Your answer should be the line containing "the dirt ground" and every line after it to the end of the records below, word for word.
Segment Start: DATASET EXTRACT
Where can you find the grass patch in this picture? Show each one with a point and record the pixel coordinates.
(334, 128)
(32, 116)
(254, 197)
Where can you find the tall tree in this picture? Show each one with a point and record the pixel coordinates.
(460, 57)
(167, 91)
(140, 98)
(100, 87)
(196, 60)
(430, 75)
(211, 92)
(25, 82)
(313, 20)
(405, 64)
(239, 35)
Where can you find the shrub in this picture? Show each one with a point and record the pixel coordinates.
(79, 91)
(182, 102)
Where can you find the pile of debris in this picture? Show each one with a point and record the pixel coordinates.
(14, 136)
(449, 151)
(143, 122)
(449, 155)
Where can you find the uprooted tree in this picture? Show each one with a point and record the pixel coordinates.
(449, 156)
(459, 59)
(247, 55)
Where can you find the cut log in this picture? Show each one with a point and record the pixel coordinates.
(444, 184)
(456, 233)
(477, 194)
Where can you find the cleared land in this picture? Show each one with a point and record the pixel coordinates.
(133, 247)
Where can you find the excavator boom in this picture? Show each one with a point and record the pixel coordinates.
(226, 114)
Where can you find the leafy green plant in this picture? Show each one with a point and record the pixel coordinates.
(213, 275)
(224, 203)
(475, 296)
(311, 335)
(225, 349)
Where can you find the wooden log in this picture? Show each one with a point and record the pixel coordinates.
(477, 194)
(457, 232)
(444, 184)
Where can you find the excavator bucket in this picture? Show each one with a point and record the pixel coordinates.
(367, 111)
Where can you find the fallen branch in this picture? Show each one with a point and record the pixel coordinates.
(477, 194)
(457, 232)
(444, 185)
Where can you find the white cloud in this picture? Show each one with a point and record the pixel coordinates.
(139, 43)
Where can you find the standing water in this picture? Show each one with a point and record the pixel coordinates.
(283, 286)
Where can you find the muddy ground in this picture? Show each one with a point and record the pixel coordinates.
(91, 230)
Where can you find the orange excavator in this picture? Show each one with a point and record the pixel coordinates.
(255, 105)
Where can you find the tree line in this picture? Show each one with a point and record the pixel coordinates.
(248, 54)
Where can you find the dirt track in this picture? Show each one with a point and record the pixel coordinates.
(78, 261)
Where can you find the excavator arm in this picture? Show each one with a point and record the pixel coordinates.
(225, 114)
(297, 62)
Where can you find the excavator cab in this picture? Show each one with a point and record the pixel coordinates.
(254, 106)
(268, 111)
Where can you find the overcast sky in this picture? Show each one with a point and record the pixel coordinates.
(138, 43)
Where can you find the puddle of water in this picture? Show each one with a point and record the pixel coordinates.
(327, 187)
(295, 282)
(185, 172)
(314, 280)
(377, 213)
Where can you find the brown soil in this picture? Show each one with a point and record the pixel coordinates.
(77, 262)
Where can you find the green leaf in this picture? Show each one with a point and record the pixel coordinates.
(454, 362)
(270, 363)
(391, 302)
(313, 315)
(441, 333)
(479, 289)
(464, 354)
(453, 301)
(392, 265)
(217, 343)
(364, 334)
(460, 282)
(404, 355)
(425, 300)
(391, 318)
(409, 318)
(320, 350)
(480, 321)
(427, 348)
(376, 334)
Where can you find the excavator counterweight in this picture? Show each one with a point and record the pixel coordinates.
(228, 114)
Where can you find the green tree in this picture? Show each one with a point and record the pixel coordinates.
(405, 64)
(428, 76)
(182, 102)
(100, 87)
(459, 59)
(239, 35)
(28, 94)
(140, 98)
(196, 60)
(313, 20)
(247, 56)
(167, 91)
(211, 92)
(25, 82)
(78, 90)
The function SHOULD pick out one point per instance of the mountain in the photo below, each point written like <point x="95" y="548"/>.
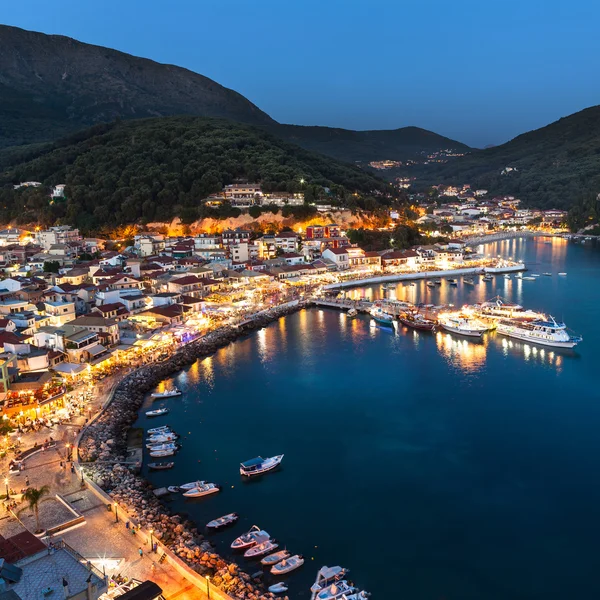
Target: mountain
<point x="365" y="146"/>
<point x="553" y="167"/>
<point x="51" y="85"/>
<point x="155" y="169"/>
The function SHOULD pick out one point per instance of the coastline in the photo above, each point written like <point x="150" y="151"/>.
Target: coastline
<point x="102" y="446"/>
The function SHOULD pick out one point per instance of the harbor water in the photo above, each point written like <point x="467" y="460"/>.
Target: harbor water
<point x="432" y="466"/>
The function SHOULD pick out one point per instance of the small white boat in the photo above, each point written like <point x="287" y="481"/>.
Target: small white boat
<point x="157" y="413"/>
<point x="288" y="565"/>
<point x="274" y="558"/>
<point x="253" y="536"/>
<point x="259" y="465"/>
<point x="278" y="588"/>
<point x="161" y="453"/>
<point x="203" y="490"/>
<point x="261" y="549"/>
<point x="223" y="521"/>
<point x="167" y="393"/>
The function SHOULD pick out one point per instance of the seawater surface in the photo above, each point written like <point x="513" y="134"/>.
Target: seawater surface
<point x="431" y="466"/>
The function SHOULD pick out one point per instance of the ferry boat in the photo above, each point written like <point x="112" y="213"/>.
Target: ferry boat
<point x="417" y="321"/>
<point x="544" y="332"/>
<point x="381" y="317"/>
<point x="287" y="565"/>
<point x="259" y="465"/>
<point x="167" y="393"/>
<point x="203" y="490"/>
<point x="223" y="521"/>
<point x="462" y="326"/>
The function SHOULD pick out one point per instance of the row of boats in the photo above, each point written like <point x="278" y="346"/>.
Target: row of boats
<point x="497" y="314"/>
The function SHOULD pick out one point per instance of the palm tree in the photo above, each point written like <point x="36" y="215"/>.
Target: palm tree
<point x="33" y="497"/>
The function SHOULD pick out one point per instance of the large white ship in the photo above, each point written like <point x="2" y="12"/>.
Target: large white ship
<point x="545" y="332"/>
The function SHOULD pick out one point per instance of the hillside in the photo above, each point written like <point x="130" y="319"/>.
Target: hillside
<point x="154" y="169"/>
<point x="555" y="166"/>
<point x="365" y="146"/>
<point x="51" y="85"/>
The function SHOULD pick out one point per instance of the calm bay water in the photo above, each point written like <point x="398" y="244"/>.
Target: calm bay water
<point x="431" y="466"/>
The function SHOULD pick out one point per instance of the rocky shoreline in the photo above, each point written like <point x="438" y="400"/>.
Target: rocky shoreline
<point x="105" y="441"/>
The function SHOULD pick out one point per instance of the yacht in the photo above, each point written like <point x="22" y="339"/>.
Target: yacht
<point x="253" y="536"/>
<point x="261" y="549"/>
<point x="202" y="490"/>
<point x="288" y="564"/>
<point x="546" y="332"/>
<point x="223" y="521"/>
<point x="167" y="393"/>
<point x="157" y="413"/>
<point x="259" y="465"/>
<point x="273" y="559"/>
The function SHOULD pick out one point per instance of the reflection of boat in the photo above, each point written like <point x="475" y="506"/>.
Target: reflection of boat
<point x="544" y="332"/>
<point x="223" y="521"/>
<point x="157" y="413"/>
<point x="259" y="465"/>
<point x="287" y="565"/>
<point x="417" y="321"/>
<point x="166" y="393"/>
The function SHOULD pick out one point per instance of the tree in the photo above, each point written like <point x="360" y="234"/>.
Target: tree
<point x="33" y="496"/>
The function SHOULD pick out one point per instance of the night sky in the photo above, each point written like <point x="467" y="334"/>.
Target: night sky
<point x="477" y="71"/>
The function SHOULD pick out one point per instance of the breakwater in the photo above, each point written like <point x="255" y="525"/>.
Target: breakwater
<point x="104" y="442"/>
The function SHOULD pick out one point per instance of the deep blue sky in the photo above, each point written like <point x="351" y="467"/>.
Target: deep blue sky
<point x="480" y="71"/>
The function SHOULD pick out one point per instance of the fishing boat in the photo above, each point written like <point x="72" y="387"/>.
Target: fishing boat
<point x="381" y="317"/>
<point x="161" y="453"/>
<point x="462" y="326"/>
<point x="251" y="537"/>
<point x="160" y="466"/>
<point x="167" y="393"/>
<point x="157" y="413"/>
<point x="261" y="549"/>
<point x="259" y="465"/>
<point x="547" y="332"/>
<point x="417" y="321"/>
<point x="325" y="577"/>
<point x="288" y="564"/>
<point x="274" y="558"/>
<point x="202" y="490"/>
<point x="278" y="588"/>
<point x="223" y="521"/>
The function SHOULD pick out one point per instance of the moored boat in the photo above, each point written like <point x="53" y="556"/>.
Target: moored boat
<point x="223" y="521"/>
<point x="287" y="565"/>
<point x="259" y="465"/>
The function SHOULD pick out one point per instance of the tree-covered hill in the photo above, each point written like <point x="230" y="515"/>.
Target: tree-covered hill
<point x="554" y="166"/>
<point x="154" y="169"/>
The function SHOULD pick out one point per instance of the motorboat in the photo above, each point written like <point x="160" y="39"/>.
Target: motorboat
<point x="288" y="565"/>
<point x="417" y="321"/>
<point x="202" y="490"/>
<point x="381" y="317"/>
<point x="274" y="558"/>
<point x="545" y="332"/>
<point x="253" y="536"/>
<point x="157" y="413"/>
<point x="325" y="577"/>
<point x="259" y="465"/>
<point x="223" y="521"/>
<point x="161" y="453"/>
<point x="261" y="549"/>
<point x="278" y="588"/>
<point x="160" y="466"/>
<point x="167" y="393"/>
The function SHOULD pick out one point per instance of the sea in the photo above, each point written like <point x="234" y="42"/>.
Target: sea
<point x="432" y="466"/>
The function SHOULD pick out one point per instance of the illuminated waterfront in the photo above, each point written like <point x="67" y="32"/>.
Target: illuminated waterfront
<point x="472" y="464"/>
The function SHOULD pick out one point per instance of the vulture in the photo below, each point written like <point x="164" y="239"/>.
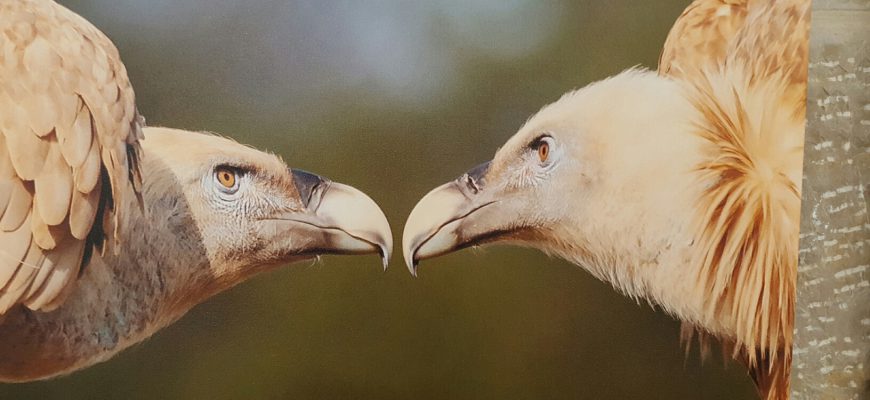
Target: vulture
<point x="680" y="187"/>
<point x="110" y="231"/>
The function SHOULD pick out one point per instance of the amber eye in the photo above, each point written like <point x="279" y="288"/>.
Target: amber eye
<point x="544" y="151"/>
<point x="226" y="177"/>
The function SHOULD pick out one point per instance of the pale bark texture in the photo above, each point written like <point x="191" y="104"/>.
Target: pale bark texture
<point x="832" y="323"/>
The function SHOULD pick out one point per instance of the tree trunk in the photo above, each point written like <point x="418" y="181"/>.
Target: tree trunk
<point x="832" y="322"/>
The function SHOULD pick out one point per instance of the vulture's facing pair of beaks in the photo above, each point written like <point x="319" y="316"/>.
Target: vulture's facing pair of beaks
<point x="434" y="227"/>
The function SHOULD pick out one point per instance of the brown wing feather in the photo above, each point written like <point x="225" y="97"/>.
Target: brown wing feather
<point x="68" y="114"/>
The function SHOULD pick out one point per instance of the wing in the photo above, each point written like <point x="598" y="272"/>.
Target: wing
<point x="701" y="35"/>
<point x="69" y="133"/>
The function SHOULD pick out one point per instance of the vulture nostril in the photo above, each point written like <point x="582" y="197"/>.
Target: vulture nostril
<point x="306" y="184"/>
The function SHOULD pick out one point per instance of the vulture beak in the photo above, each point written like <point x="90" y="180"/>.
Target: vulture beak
<point x="454" y="216"/>
<point x="338" y="219"/>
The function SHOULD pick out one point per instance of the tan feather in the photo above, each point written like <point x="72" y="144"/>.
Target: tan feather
<point x="75" y="136"/>
<point x="20" y="282"/>
<point x="88" y="175"/>
<point x="18" y="208"/>
<point x="747" y="73"/>
<point x="64" y="263"/>
<point x="27" y="151"/>
<point x="13" y="248"/>
<point x="54" y="187"/>
<point x="65" y="95"/>
<point x="82" y="212"/>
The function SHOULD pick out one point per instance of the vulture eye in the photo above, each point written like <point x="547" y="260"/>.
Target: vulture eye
<point x="544" y="151"/>
<point x="542" y="146"/>
<point x="228" y="179"/>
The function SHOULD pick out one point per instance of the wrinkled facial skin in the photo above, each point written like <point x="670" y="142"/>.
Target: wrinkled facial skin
<point x="495" y="201"/>
<point x="252" y="211"/>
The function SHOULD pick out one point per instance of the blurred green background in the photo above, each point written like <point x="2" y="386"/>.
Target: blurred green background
<point x="393" y="98"/>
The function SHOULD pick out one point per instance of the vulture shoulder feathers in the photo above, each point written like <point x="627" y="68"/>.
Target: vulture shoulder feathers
<point x="69" y="133"/>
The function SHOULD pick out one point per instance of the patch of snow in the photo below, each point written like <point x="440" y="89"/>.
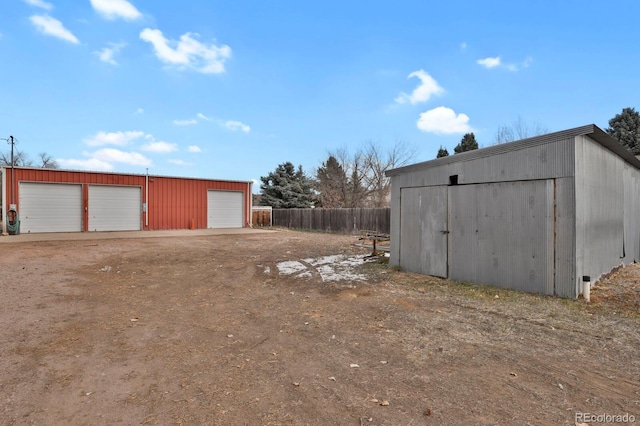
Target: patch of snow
<point x="325" y="259"/>
<point x="290" y="267"/>
<point x="339" y="272"/>
<point x="338" y="267"/>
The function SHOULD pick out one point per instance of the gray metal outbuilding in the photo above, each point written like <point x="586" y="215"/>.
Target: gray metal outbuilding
<point x="534" y="215"/>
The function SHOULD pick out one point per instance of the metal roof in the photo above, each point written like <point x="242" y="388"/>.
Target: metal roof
<point x="127" y="174"/>
<point x="590" y="130"/>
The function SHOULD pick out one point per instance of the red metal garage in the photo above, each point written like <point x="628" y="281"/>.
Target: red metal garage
<point x="49" y="200"/>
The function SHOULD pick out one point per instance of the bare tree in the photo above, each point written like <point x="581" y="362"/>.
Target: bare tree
<point x="47" y="161"/>
<point x="367" y="185"/>
<point x="20" y="159"/>
<point x="519" y="129"/>
<point x="377" y="162"/>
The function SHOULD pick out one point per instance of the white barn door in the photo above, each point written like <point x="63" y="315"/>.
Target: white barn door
<point x="50" y="207"/>
<point x="225" y="209"/>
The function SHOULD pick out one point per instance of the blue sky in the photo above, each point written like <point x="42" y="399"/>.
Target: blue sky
<point x="230" y="89"/>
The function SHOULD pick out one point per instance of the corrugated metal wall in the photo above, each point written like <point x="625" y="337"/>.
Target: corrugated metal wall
<point x="503" y="234"/>
<point x="173" y="202"/>
<point x="593" y="220"/>
<point x="520" y="202"/>
<point x="552" y="159"/>
<point x="565" y="237"/>
<point x="601" y="187"/>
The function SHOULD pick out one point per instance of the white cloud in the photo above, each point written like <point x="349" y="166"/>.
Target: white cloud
<point x="159" y="146"/>
<point x="427" y="88"/>
<point x="113" y="9"/>
<point x="39" y="3"/>
<point x="189" y="122"/>
<point x="443" y="120"/>
<point x="112" y="155"/>
<point x="51" y="26"/>
<point x="188" y="52"/>
<point x="497" y="63"/>
<point x="88" y="164"/>
<point x="237" y="125"/>
<point x="113" y="138"/>
<point x="107" y="53"/>
<point x="489" y="62"/>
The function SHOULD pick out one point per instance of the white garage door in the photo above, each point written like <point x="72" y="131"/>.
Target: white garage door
<point x="50" y="207"/>
<point x="225" y="209"/>
<point x="115" y="208"/>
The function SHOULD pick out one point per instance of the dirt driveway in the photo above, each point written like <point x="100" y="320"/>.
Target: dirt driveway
<point x="294" y="328"/>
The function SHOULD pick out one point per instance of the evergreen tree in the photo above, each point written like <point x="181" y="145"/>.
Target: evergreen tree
<point x="625" y="128"/>
<point x="442" y="152"/>
<point x="287" y="188"/>
<point x="468" y="143"/>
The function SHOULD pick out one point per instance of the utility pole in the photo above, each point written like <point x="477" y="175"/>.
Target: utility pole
<point x="13" y="186"/>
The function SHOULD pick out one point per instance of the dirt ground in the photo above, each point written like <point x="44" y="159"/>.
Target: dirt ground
<point x="293" y="328"/>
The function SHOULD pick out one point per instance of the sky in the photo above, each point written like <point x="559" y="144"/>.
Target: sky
<point x="231" y="89"/>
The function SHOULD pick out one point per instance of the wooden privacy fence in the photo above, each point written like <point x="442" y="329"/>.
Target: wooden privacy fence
<point x="335" y="220"/>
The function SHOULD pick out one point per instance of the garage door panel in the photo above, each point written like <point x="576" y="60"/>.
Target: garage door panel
Segment End: DATASET EXTRACT
SOLUTION FOR THIS PROBLEM:
The function SHOULD pick out one point per instance of the dirt ground in the photo above, each point written like <point x="44" y="159"/>.
Target: dirt ground
<point x="293" y="328"/>
The function SHOULD pick out one point per instance of the sky in the photo above, each point written like <point x="559" y="144"/>.
Target: sky
<point x="231" y="89"/>
The function SHOULD pick out one point per instance of the wooden privacy fence in the photo above, each point written like <point x="442" y="329"/>.
Target: wooden privacy fence
<point x="335" y="220"/>
The function SHOULD pick out one point per instance of the garage door panel in the photo above, each point written like <point x="576" y="60"/>.
Target: garage door panel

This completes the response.